Entries
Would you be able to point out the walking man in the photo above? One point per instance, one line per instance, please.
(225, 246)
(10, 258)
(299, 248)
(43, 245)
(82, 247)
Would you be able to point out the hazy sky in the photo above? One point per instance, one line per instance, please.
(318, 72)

What this task involves
Please print all of the records above again, unchanged.

Worked solution
Would you be able to point out the walking man in the photo above? One point per instance, one line per instance, please.
(225, 246)
(10, 258)
(299, 248)
(43, 245)
(82, 247)
Would you be able to point out the hazy sky in the photo above? One point per instance, one line per instance, please.
(318, 72)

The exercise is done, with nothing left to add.